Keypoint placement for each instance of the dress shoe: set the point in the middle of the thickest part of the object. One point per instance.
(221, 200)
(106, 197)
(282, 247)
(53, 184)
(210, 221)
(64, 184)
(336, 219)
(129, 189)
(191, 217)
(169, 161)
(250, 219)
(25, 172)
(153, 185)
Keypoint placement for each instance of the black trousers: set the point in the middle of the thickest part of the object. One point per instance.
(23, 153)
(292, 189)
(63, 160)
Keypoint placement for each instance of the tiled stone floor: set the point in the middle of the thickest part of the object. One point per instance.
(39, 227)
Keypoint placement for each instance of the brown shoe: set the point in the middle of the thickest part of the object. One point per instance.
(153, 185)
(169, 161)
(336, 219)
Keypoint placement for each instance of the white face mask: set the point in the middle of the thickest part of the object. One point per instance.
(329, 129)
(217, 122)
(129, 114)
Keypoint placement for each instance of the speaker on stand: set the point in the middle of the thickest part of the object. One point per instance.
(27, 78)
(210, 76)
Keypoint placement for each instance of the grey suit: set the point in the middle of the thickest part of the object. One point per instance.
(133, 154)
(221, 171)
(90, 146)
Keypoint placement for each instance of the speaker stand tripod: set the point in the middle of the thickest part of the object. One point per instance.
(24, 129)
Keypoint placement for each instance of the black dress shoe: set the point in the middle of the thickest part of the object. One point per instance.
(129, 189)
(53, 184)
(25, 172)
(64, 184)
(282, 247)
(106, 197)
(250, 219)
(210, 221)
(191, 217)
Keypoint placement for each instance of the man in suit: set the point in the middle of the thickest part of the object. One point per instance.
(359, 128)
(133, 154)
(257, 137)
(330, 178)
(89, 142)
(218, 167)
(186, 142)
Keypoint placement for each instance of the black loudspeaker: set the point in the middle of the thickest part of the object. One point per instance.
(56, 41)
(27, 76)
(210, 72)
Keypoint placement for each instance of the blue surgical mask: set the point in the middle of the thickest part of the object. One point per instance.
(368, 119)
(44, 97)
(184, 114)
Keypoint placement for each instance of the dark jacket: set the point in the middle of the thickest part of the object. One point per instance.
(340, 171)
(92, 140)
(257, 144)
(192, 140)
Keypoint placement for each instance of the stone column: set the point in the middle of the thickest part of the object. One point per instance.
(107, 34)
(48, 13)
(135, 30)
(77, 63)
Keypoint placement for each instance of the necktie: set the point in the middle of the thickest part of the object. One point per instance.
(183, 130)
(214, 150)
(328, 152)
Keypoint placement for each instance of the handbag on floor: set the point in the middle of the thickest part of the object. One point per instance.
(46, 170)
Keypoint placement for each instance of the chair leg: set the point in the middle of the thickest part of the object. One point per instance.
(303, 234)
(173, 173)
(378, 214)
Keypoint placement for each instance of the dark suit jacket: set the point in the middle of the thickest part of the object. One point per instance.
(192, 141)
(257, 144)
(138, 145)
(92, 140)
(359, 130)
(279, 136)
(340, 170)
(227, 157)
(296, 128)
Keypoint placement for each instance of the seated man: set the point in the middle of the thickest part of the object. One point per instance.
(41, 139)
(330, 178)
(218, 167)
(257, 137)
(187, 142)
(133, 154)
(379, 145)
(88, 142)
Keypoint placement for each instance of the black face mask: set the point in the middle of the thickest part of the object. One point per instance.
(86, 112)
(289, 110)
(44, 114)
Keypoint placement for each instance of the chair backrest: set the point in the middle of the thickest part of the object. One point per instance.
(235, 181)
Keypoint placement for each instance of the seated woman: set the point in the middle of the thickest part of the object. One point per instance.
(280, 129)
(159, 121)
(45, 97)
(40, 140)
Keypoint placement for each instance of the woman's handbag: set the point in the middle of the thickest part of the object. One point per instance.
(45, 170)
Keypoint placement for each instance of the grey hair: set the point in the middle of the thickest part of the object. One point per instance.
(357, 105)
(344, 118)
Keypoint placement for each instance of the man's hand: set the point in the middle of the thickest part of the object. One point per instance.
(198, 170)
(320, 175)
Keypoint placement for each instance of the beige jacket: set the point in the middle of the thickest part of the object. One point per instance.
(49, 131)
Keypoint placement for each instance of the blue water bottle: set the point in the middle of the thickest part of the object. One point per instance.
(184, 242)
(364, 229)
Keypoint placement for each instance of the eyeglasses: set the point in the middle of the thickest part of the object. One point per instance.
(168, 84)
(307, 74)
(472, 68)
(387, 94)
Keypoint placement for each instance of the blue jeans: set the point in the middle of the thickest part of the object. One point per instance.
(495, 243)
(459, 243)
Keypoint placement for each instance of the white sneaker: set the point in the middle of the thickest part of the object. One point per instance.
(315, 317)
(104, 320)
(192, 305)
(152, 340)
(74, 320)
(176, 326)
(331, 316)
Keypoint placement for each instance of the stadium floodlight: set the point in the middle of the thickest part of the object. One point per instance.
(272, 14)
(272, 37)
----
Reproduce the entries above in full by retyping them exactly.

OUTPUT FOR THIS TASK
Keypoint placement for each instance of the dress shoe: set the point in the middle of the thickest part of the object. One point per instance.
(221, 200)
(106, 197)
(282, 247)
(53, 184)
(210, 221)
(64, 184)
(336, 219)
(129, 189)
(191, 217)
(169, 161)
(250, 219)
(25, 172)
(153, 185)
Keypoint placement for each instance of the black trousers: set the point in the middle of the thickest part of the object. One point per instance.
(23, 153)
(292, 189)
(63, 160)
Keypoint placement for each instance of the tiled stone floor: set the point in the middle of the thickest part of the object. One point per instance.
(39, 227)
Keypoint placement for each instance of the brown shoe: set the point in the middle of the thickest part of the object. One point per instance.
(153, 185)
(169, 161)
(336, 219)
Keypoint placement for each instance of the white face mask: set the point in the middle of the thickest part of the object. One point per instance.
(329, 129)
(217, 122)
(129, 114)
Keypoint placement for each instance of the speaker on stand: set the point in the middle of the thickest part of the object. One point per instance.
(27, 78)
(210, 76)
Keypoint placement for each instance of the grey suit: set the point in the middle of the thickest part of the object. One point per instance.
(133, 154)
(221, 171)
(90, 146)
Keypoint placement for each instance of the speaker stand tripod: set the point in the middle of the thickest part of the object. One point per instance.
(24, 129)
Keypoint placement for each instance of the black dress shoe: set the point in the middle of the thickest part of the object. One point per instance.
(129, 189)
(53, 184)
(25, 172)
(64, 184)
(282, 247)
(106, 197)
(250, 219)
(210, 221)
(191, 217)
Keypoint placement for each instance of the man in suit: set the point in the middle of the thickest part of the object. One point per instance.
(359, 128)
(133, 154)
(257, 137)
(330, 178)
(89, 142)
(218, 167)
(186, 142)
Keypoint placement for each instance of the black loudspeaker: set the point in the middle of the thickest part of the object. One point per instance.
(56, 41)
(27, 76)
(210, 72)
Keypoint placement for each instance of the blue surgical mask: set the point in the middle of the thickest part of the object. One point per instance.
(368, 119)
(44, 97)
(184, 114)
Keypoint placement for each instance of the dark jacket: set the point in the middle of the thickest part of the object. One point per instance.
(340, 171)
(92, 140)
(257, 144)
(192, 140)
Keypoint placement for each instance of the stone column: set the point in the middle of the thickest part of the object. One point per instance.
(107, 34)
(48, 13)
(135, 30)
(77, 63)
Keypoint placement for each instance of the necktie: set the point in the middle of the thickest part of the object. One point per instance.
(183, 130)
(214, 150)
(328, 152)
Keypoint placement for each instance of the handbag on floor: set the point in the middle of the thickest part of the object. One point per instance.
(46, 170)
Keypoint placement for each instance of the chair leg: set the point in the middle of the thickest part of the object. One point per instance.
(303, 234)
(173, 173)
(378, 214)
Keypoint placement for each instance of the dark suit jacket: set the point in the middle of the thickest part of the object. One point per instance.
(192, 141)
(257, 144)
(138, 145)
(92, 140)
(359, 130)
(279, 136)
(340, 170)
(227, 157)
(296, 128)
Keypoint placement for each instance of the seated man: set the point in the middle of the thickest part of the object. One point per instance.
(41, 139)
(330, 178)
(218, 167)
(257, 137)
(187, 142)
(133, 154)
(379, 145)
(88, 142)
Keypoint placement for each instance of the black face mask: set the point in the middle of the thickest part of the object. One point per instance.
(86, 112)
(289, 110)
(44, 114)
Keypoint placement for each instance of the chair backrest: set the point in the middle of the thickest part of the object. One point per instance.
(235, 181)
Keypoint placement for each instance of the seated woman: set the point in the middle of the thickest part of the object. One point per instance.
(280, 129)
(159, 121)
(45, 97)
(40, 140)
Keypoint placement for each instance of the woman's handbag: set the point in the middle of the thickest part of the object. One point per instance.
(45, 170)
Keypoint placement for each instance of the grey hair: set the point in the middle of the thickest part of the object. One point per instance.
(357, 105)
(344, 118)
Keypoint placement for each instance of the man's hand: set the point in the middle of the thickest part of the object. One point per instance.
(198, 170)
(320, 175)
Keypoint placement for each instance of the beige jacket: set the point in the middle of the thickest part of the object. One point per instance.
(49, 131)
Keypoint placement for each instance of the blue water bottle: set the point in the middle of the thickest part of the object. One point per instance.
(184, 242)
(364, 229)
Keypoint placement for each instance of the eyeglasses: set the point in the middle of the thickest part of the object. One point per instance.
(168, 84)
(307, 74)
(472, 68)
(387, 94)
Keypoint placement for each instance of the blue jeans: set the point in the middle of the thickest part of the object. One point per instance.
(495, 243)
(459, 243)
Keypoint placement for each instance of the white sneaker: set the point in the middle of the thickest part of the object. One point per instance.
(315, 317)
(104, 320)
(192, 305)
(152, 340)
(74, 320)
(176, 326)
(331, 316)
Keypoint placement for each instance of the stadium floodlight: set the point in the middle of the thickest part of the object. One point per instance.
(272, 14)
(272, 37)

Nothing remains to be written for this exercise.